### [Records for this exercise]
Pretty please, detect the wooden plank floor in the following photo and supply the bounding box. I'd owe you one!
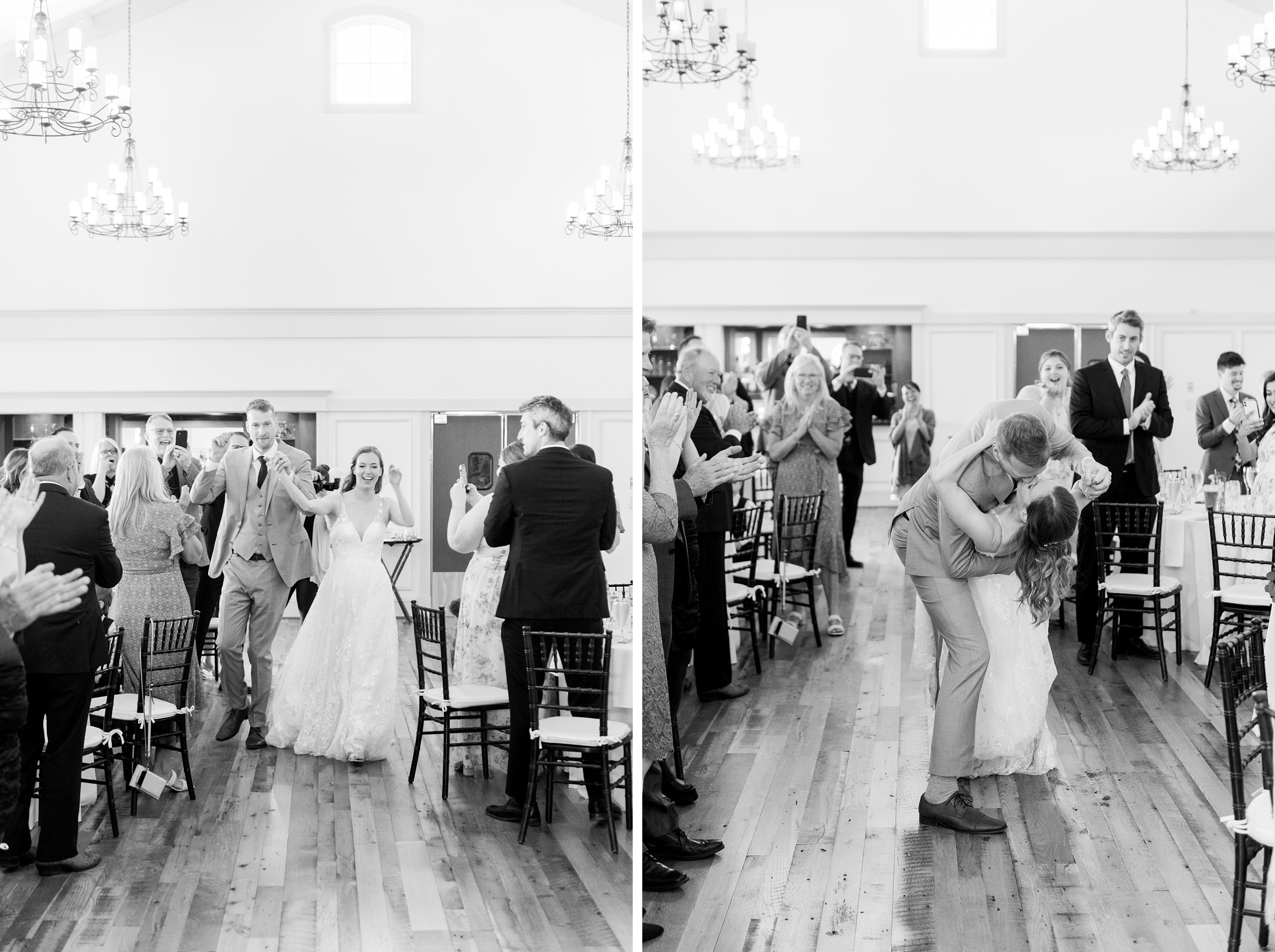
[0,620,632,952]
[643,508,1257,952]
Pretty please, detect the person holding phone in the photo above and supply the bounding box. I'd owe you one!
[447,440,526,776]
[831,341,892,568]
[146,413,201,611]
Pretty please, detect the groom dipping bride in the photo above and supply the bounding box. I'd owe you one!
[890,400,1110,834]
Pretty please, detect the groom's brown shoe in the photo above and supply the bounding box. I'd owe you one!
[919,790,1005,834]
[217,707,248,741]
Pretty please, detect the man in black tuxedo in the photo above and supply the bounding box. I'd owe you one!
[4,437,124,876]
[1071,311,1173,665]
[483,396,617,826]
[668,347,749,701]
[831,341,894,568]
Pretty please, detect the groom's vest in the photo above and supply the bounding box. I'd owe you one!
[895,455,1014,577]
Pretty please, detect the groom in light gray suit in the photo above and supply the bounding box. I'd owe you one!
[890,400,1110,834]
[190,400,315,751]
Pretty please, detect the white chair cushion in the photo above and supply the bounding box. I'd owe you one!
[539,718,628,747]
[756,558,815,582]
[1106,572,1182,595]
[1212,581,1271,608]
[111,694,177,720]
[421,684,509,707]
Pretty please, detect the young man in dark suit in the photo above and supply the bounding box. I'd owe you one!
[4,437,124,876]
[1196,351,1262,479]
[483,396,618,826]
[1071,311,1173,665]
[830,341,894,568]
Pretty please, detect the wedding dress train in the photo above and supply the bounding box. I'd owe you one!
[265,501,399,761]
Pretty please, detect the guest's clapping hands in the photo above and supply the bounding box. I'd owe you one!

### [Work to complete]
Could you copy out the stretch from the line containing "Pretty please, detect the white" through the end of the data, keeping every line, and shift each bounding-box coordinate by adding -112 to it?

### [Reply]
Pretty please, detect the white chair cushion in the photo above and supply the bounding box. I'd owe you one!
[427,606,516,635]
[644,446,703,470]
[994,460,1070,483]
[1100,469,1159,496]
[-1,582,65,608]
[309,572,397,595]
Pretty please, detect the young man in dark suit in the photo above and supply the bounding box. I'd owe you one!
[-108,325,12,764]
[1084,239,1150,367]
[371,284,506,714]
[959,199,1061,553]
[718,229,782,456]
Pretty please, detect the wedding dress train in the photo above and supply the bounding box. I'd owe you one!
[153,389,287,649]
Pretty please, detect the guest's clapping hands in the photo above and supply the bounding box. I'd owe you one!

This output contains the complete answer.